TASK TO CARRY OUT –
Repeat only the lines from the one holding "the black rubber" down to the last line of the listing below, including both of those lines.

RECORDS FOR THIS EXERCISE –
○ ○ ○ ○ ○

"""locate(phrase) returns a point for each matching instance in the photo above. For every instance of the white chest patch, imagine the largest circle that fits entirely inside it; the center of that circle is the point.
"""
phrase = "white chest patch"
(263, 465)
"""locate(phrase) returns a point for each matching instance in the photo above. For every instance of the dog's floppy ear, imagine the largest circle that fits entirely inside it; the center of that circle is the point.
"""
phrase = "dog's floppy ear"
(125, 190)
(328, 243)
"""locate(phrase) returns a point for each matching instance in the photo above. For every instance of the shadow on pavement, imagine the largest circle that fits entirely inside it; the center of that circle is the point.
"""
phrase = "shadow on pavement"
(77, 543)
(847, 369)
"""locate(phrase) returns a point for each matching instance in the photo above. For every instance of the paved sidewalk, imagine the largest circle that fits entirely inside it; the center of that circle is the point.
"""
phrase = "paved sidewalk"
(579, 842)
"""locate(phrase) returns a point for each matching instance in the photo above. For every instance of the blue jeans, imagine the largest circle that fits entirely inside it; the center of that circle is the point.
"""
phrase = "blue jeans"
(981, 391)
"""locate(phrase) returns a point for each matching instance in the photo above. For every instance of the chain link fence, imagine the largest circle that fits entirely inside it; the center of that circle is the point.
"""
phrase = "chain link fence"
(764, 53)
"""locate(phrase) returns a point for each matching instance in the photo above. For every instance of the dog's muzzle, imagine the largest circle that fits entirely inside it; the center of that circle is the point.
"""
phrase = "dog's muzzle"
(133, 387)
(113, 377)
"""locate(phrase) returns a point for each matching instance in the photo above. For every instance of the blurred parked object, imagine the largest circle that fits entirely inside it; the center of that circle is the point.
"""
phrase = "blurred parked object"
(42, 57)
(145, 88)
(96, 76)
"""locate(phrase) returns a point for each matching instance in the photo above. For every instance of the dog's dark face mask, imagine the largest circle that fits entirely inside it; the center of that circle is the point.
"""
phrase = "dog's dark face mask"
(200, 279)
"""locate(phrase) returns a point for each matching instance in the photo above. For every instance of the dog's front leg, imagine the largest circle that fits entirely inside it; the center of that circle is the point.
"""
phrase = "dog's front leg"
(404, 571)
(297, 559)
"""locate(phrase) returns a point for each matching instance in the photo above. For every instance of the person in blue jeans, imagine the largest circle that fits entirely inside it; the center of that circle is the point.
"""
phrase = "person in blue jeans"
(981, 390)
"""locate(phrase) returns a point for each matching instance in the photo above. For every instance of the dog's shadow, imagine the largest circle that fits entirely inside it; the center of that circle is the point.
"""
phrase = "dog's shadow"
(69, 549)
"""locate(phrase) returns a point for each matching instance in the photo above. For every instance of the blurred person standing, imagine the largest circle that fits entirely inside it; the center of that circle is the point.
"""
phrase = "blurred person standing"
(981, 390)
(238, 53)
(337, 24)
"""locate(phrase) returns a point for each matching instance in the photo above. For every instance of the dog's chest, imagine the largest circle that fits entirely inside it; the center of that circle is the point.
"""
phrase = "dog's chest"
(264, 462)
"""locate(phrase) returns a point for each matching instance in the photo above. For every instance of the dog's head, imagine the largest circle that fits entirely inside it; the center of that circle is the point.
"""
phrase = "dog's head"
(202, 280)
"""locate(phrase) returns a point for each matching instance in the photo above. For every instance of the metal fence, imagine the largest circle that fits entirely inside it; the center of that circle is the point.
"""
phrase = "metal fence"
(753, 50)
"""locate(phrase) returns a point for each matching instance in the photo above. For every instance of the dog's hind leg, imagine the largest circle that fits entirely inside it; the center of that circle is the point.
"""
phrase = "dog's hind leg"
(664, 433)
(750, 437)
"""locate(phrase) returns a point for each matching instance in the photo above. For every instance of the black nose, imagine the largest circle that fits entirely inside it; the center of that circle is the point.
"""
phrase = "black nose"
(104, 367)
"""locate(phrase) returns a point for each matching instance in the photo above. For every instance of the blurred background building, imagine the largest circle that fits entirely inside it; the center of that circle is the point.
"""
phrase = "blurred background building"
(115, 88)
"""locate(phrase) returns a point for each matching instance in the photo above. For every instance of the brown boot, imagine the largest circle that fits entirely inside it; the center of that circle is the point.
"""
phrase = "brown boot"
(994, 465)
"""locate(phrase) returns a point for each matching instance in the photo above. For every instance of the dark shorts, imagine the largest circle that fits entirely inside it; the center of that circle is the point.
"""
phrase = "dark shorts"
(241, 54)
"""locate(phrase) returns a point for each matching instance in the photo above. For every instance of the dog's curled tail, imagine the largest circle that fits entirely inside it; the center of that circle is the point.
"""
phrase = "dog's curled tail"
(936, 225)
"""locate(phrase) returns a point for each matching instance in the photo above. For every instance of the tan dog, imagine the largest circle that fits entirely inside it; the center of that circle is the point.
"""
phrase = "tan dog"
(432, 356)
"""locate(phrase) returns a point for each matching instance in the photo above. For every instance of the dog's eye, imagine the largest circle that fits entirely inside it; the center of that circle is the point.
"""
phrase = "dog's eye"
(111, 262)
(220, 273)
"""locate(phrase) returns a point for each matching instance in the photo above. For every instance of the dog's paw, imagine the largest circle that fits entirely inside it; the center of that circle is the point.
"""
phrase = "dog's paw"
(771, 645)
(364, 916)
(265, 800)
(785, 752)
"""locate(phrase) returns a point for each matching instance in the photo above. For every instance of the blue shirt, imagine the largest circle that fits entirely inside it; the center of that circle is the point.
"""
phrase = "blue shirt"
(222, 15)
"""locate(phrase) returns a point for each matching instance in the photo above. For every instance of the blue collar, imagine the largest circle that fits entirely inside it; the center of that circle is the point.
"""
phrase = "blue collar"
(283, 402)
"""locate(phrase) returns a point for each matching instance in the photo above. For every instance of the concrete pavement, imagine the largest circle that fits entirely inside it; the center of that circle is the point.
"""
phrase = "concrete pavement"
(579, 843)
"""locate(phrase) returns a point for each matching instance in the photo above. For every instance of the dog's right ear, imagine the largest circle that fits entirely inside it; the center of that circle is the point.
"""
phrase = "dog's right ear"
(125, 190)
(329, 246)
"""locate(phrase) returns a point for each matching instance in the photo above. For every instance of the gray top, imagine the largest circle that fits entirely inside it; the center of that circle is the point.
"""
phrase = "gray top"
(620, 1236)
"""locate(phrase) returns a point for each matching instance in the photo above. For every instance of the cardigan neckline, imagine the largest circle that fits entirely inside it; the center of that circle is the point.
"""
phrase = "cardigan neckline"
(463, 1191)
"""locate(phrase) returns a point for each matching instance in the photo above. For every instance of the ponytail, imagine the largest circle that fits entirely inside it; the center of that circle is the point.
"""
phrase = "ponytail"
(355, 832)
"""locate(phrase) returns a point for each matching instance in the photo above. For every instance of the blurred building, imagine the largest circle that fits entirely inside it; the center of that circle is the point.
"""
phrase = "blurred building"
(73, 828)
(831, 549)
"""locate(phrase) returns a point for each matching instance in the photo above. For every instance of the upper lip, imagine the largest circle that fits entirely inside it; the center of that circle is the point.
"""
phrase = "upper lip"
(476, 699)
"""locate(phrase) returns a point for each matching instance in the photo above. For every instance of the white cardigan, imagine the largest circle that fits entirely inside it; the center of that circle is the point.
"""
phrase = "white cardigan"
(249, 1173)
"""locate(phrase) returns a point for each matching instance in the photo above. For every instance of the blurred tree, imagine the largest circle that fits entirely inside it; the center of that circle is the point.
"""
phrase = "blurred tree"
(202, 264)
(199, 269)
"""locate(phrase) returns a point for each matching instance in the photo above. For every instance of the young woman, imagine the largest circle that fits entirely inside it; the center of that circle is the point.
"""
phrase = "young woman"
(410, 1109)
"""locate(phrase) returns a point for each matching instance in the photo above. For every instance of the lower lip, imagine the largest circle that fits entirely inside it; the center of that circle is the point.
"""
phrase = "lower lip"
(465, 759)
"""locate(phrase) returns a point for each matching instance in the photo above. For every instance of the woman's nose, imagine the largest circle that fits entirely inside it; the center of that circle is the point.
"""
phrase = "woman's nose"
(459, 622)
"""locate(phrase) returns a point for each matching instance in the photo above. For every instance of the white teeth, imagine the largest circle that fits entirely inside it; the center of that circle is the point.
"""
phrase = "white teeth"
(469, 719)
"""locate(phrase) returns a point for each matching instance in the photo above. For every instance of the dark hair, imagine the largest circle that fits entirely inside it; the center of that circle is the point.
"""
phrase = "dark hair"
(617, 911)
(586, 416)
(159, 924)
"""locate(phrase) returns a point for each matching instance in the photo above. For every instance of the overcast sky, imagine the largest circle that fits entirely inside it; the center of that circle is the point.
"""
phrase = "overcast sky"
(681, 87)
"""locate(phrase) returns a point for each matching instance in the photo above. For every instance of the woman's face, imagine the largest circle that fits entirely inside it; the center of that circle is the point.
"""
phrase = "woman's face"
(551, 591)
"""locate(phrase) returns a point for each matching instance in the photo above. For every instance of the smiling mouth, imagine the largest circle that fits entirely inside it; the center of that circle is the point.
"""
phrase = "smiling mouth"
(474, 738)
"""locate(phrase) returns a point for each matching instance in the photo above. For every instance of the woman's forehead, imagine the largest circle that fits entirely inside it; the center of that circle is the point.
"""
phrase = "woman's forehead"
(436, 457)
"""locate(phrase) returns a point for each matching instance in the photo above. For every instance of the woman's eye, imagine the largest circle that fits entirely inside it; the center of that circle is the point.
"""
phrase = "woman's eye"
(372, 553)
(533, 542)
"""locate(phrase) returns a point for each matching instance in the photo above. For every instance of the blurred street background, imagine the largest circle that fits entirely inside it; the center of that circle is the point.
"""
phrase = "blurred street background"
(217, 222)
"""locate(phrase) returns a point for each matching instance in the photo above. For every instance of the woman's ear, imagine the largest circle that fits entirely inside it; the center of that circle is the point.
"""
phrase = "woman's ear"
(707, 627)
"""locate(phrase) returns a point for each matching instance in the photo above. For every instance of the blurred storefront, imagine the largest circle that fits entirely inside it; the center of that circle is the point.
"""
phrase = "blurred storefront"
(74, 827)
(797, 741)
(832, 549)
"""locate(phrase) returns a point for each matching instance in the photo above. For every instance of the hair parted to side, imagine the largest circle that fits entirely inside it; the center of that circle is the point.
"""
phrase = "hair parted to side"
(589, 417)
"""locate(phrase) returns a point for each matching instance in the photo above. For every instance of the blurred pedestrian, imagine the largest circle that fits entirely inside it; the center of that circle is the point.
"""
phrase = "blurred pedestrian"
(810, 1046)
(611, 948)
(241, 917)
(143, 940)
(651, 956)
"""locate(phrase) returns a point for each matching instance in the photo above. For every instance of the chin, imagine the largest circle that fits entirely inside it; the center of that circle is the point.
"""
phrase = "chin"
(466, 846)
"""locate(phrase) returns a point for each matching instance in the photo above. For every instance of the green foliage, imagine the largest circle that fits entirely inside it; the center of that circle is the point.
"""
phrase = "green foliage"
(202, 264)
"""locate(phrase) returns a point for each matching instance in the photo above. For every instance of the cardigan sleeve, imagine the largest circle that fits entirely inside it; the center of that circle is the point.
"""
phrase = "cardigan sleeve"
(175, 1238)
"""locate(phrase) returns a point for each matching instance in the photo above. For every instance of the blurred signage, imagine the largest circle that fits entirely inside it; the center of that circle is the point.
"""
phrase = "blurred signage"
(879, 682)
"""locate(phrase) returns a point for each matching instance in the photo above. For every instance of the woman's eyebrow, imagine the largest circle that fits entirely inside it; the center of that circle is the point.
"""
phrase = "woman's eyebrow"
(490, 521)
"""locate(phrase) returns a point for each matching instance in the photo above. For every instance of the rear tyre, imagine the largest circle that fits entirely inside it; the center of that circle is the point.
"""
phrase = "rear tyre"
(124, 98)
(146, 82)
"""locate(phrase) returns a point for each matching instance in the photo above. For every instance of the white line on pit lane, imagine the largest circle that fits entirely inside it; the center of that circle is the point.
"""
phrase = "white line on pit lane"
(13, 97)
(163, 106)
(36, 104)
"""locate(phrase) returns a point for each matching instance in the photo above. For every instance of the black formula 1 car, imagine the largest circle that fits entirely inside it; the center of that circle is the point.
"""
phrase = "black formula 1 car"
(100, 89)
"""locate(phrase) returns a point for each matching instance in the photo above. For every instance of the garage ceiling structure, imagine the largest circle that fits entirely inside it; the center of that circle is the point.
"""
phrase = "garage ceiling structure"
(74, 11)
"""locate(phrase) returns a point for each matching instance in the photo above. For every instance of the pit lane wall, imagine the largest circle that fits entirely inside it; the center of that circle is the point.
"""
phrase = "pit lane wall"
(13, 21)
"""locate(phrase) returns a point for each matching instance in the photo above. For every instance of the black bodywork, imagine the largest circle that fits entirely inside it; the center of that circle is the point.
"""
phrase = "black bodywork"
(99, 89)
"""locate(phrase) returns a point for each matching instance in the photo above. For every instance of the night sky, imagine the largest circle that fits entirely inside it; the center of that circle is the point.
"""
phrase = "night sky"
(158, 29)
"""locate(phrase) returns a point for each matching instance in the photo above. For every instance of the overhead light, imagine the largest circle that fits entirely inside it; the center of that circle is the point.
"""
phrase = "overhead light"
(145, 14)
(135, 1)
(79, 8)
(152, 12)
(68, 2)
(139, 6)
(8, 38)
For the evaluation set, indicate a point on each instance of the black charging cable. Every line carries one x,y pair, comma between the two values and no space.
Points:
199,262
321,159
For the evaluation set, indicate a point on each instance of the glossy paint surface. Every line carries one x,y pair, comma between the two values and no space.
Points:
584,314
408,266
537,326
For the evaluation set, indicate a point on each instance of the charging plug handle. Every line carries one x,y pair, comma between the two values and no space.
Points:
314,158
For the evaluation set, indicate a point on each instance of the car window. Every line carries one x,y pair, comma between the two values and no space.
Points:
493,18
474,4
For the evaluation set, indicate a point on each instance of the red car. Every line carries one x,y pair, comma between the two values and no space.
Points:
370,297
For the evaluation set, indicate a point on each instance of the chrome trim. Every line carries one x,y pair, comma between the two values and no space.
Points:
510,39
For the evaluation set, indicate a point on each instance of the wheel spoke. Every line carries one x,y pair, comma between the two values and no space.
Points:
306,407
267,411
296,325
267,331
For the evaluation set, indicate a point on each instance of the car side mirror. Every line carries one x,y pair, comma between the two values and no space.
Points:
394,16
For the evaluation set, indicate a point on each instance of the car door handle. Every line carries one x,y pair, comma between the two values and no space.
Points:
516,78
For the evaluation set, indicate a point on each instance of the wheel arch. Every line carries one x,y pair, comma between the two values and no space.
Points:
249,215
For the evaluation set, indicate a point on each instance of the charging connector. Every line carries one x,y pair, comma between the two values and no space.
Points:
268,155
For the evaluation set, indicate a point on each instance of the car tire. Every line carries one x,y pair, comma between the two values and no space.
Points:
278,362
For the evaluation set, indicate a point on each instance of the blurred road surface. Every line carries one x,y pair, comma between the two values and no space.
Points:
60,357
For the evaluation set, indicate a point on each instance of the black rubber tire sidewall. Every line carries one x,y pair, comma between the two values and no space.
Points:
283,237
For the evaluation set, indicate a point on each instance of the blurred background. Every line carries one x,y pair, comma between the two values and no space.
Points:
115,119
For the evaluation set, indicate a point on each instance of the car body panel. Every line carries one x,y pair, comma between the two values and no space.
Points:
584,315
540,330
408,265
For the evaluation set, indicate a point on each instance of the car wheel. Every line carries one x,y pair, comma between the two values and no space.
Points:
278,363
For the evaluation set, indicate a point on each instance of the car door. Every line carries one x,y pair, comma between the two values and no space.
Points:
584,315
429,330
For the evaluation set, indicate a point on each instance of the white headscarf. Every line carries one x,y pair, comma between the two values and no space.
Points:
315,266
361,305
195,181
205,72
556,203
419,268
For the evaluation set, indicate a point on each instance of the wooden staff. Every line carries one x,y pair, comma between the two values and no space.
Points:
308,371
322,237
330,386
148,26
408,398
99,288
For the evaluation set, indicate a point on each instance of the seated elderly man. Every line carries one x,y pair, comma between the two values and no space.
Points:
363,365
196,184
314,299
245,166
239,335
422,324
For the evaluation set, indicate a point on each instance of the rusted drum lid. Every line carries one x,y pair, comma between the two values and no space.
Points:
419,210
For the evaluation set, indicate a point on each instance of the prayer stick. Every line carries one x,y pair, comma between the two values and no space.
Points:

○ ○ ○ ○ ○

SOLUTION FOR THIS PROBLEM –
For the evaluation set, indicate a point on each instance of the black rubber tire sidewall. Every line carries one x,y pair, comma between the two values and no space.
Points:
283,237
For the evaluation set, indicate a point on each instance of the blurred background. Every line carries one x,y pair, comma between the two values and no space.
Points:
115,119
For the evaluation set, indicate a point on each instance of the car body panel. Every line carries one x,y pair, comma between the two values and no space.
Points:
584,315
540,330
408,265
For the evaluation set, indicate a point on each instance of the car wheel. Every line carries one x,y pair, comma between the two values and no space.
Points:
278,363
For the evaluation set, indicate a point on each instance of the car door. Every line carries one x,y pair, comma between the two values and no space.
Points:
584,315
429,330
For the evaluation set, indicate a point on each instance of the white headscarf. Every line carries one x,y pair, comma between the two values and no space.
Points:
315,266
361,305
195,181
205,72
556,203
419,268
For the evaluation set, indicate a point on each instance of the wooden staff. Every line carries one x,y pair, comma between the two values and no space.
Points:
308,371
322,237
330,386
148,26
408,398
99,288
For the evaluation set, indicate a point on each instance of the seated elderly man. Every line carries one x,y pair, comma between the two values and no space.
Points:
363,365
196,184
314,299
245,166
239,335
422,324
For the evaluation set, indicate a point on each instance of the rusted drum lid. Every line carries one x,y pair, comma between the two values and no space.
Points:
419,210
For the evaluation set, indicate a point on each instance of the prayer stick. Every line carries one x,y pair, comma between the two values and no space.
Points:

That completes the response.